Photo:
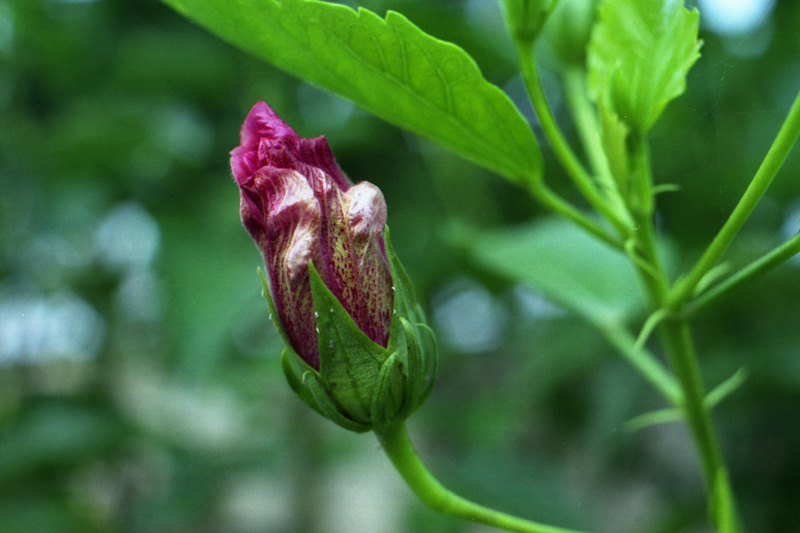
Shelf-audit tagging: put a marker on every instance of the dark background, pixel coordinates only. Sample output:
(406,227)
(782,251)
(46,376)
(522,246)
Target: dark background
(140,388)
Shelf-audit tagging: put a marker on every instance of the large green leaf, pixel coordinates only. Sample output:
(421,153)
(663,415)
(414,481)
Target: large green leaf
(638,57)
(568,265)
(387,66)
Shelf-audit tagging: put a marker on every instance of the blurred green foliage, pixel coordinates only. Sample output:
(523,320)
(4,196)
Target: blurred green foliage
(140,387)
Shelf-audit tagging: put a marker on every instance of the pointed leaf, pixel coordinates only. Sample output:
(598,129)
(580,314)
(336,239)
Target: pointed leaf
(569,266)
(639,55)
(387,66)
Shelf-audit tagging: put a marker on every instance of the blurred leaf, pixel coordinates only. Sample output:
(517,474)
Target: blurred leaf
(387,66)
(639,55)
(570,266)
(54,434)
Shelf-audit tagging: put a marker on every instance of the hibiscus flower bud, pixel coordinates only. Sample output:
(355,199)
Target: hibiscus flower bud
(357,347)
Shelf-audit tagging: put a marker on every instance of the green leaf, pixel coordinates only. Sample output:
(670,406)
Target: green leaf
(387,66)
(639,55)
(569,266)
(525,18)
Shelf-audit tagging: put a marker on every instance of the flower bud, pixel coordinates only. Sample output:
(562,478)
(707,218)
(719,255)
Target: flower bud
(357,348)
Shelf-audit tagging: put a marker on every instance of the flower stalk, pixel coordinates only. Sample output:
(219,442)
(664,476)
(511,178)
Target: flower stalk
(401,452)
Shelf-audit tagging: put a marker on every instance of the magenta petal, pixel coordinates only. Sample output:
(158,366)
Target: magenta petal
(299,206)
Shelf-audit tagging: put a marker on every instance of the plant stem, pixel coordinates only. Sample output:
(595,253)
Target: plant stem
(758,186)
(643,361)
(401,452)
(755,269)
(676,337)
(561,148)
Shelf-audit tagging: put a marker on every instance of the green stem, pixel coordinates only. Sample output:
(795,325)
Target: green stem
(644,362)
(401,452)
(561,148)
(676,337)
(585,118)
(769,168)
(755,269)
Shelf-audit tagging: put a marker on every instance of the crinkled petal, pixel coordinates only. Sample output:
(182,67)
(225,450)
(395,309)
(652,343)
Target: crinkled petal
(288,239)
(356,268)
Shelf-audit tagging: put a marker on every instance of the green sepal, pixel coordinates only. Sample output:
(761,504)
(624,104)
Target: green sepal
(389,393)
(296,381)
(431,360)
(273,311)
(327,406)
(350,362)
(405,298)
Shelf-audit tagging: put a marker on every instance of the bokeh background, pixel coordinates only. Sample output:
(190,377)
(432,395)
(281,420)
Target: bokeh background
(140,386)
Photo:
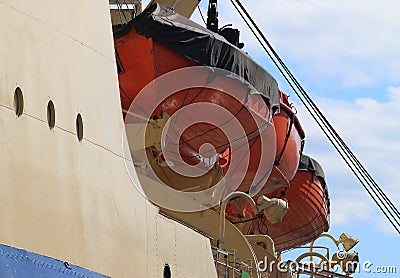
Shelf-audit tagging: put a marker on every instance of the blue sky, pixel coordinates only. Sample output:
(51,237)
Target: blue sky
(347,56)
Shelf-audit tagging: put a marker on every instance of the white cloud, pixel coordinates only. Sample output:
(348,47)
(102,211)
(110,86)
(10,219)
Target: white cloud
(372,130)
(350,43)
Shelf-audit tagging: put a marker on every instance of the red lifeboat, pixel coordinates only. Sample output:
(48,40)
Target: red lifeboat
(231,116)
(289,145)
(309,207)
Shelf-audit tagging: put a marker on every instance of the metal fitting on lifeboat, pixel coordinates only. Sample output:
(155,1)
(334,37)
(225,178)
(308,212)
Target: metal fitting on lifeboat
(274,209)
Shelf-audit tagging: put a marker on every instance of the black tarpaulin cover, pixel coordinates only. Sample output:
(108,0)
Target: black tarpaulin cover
(199,44)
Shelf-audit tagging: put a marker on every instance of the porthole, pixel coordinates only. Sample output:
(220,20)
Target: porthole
(79,127)
(167,271)
(51,115)
(18,102)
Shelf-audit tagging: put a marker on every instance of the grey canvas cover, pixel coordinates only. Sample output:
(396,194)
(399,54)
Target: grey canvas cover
(199,44)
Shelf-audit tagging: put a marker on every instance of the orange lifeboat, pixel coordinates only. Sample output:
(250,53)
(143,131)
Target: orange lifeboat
(289,145)
(158,55)
(309,207)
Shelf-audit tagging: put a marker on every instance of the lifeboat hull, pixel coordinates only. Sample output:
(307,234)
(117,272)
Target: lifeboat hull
(241,133)
(309,207)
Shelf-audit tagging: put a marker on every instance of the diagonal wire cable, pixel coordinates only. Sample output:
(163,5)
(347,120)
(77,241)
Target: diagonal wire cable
(366,180)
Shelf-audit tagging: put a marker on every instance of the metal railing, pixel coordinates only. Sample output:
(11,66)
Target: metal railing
(228,266)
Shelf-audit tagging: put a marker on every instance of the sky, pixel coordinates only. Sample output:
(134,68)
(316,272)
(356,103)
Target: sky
(346,54)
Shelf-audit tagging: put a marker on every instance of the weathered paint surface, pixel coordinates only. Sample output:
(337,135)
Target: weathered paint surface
(70,200)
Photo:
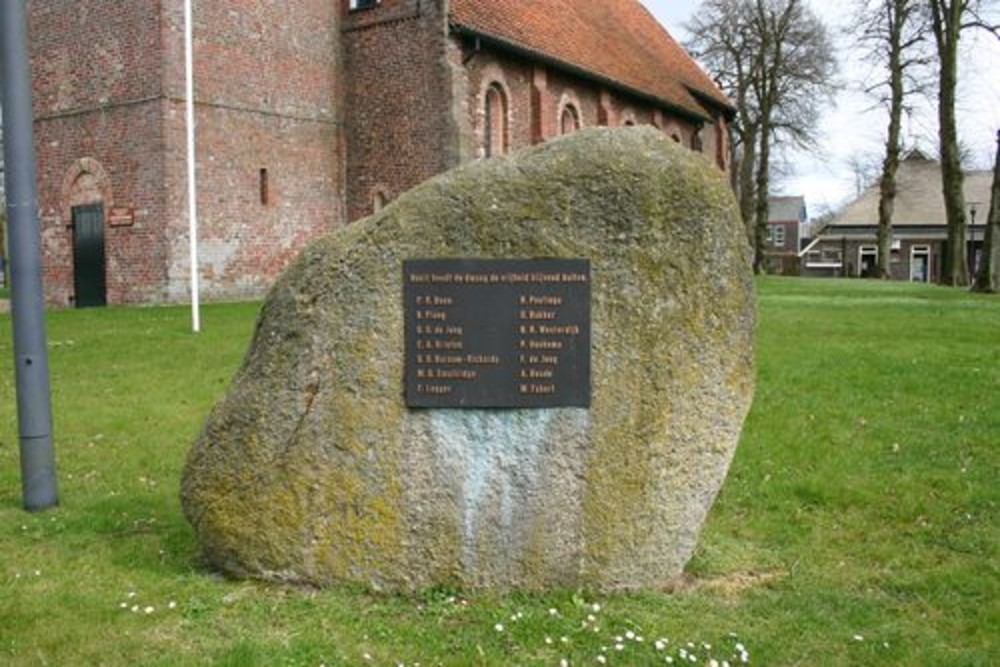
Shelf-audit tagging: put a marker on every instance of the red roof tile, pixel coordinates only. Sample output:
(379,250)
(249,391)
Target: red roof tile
(615,40)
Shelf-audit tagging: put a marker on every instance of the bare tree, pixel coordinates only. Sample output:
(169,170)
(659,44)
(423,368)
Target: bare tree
(727,45)
(949,18)
(988,279)
(892,33)
(775,59)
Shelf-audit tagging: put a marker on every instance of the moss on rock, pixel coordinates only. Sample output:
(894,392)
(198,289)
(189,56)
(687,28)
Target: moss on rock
(312,469)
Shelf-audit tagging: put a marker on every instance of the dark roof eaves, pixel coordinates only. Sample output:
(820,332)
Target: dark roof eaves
(705,98)
(541,56)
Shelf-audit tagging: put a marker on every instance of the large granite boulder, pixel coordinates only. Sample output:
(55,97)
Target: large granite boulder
(313,470)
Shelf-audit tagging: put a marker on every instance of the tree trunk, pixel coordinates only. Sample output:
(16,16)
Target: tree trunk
(3,249)
(947,21)
(988,279)
(887,184)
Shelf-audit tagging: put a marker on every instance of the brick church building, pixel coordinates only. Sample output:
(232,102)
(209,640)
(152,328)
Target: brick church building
(310,114)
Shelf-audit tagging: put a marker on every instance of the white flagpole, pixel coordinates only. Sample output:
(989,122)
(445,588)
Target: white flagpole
(192,190)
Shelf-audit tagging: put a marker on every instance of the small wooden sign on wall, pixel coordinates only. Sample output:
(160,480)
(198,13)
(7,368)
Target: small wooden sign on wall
(121,216)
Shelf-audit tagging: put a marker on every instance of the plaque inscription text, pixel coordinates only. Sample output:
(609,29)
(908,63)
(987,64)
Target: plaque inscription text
(505,333)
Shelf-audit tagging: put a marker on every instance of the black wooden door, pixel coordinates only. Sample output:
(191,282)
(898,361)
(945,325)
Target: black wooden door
(88,255)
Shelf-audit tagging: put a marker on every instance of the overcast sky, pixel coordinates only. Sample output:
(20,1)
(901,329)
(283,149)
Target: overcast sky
(849,129)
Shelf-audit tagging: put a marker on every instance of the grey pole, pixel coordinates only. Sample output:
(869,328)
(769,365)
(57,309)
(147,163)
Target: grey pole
(31,362)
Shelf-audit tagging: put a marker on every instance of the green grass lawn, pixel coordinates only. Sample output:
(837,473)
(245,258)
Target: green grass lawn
(859,524)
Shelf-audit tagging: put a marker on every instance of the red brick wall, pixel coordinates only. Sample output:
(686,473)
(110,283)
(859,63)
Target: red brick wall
(537,96)
(399,126)
(98,137)
(92,53)
(266,83)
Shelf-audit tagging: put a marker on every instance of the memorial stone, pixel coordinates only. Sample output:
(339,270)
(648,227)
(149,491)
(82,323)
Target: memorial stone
(528,372)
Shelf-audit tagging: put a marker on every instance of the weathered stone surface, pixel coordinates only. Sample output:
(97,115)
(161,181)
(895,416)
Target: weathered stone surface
(311,468)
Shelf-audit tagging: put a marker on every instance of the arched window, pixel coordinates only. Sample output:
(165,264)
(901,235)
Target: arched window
(570,120)
(495,134)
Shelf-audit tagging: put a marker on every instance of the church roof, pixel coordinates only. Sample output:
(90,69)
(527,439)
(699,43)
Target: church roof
(616,41)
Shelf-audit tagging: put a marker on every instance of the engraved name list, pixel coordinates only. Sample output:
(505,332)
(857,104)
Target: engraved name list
(502,333)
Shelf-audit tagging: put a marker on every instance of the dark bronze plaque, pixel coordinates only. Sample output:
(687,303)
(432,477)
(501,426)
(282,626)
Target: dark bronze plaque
(497,333)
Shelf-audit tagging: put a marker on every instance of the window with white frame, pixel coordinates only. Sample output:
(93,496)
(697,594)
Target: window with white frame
(777,235)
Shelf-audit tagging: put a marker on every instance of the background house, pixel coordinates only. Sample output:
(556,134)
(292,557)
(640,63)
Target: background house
(785,218)
(847,246)
(311,114)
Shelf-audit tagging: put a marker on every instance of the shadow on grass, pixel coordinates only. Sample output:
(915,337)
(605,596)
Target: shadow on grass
(141,534)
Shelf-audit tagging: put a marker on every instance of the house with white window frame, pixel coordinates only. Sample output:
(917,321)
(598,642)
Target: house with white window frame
(847,245)
(785,217)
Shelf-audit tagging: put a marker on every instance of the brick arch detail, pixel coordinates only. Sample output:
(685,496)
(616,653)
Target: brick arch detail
(69,197)
(569,98)
(492,75)
(377,192)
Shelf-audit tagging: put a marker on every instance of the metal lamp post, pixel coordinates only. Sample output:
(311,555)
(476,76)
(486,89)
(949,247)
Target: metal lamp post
(31,363)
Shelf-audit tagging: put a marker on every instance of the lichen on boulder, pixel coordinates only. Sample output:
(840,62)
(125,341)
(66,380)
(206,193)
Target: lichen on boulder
(312,469)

■ **STATED EXERCISE**: Produce an exact repeat of the lines from the one containing "of the church" through the last line of the data, and nothing more.

■ **RESPONSE BELOW**:
Shelf-audit tagging: put a marker on every instance of the church roof, pixel coordinates only. Sample output:
(90,69)
(527,439)
(699,43)
Target: church roof
(616,41)
Shelf-audit tagging: put a marker on every instance of the engraved name list, pixel coordinates only. Sample output:
(505,332)
(857,104)
Target: engraved name list
(502,333)
Shelf-audit tagging: put a marker on every instance of the dark bronze plaque, pixel coordinates only. Sample output:
(687,303)
(432,477)
(501,426)
(282,626)
Target: dark bronze plaque
(497,333)
Shelf-audit tagging: put a marker on every instance of the window with white frame, pixel coordinates only. Sample output:
(93,496)
(697,594)
Target: window with white frame
(777,235)
Shelf-audit tagging: put a marker on every instance of the background house, pixel coordinates only. Sample output:
(556,134)
(292,557)
(640,63)
Target: background house
(785,218)
(847,246)
(311,114)
Shelf-audit tagging: put a marker on every instance of the shadow on grass, pixel coordinates only. Sample output:
(915,337)
(605,596)
Target: shadow on grass
(141,534)
Shelf-audit tagging: put a marker on every instance of the house with white window frame, pixel coordinates only. Sample output:
(917,321)
(598,642)
Target: house with white window frame
(847,245)
(785,217)
Shelf-audit tagging: put a marker on every instance of the brick arch detail, pixel coordinates only. Sample output:
(685,496)
(616,653)
Target: brick arch detail
(69,197)
(569,98)
(492,75)
(377,192)
Shelf-audit tagging: put a marker on every instance of the metal lamp post, pixel coordinates only. Sample output:
(311,555)
(476,76)
(486,89)
(949,247)
Target: metal lamp post
(31,363)
Shelf-audit tagging: put a marker on every instance of the lichen on boulder, pixel coordinates only. Sample output:
(840,62)
(125,341)
(66,380)
(206,193)
Target: lichen on boulder
(312,469)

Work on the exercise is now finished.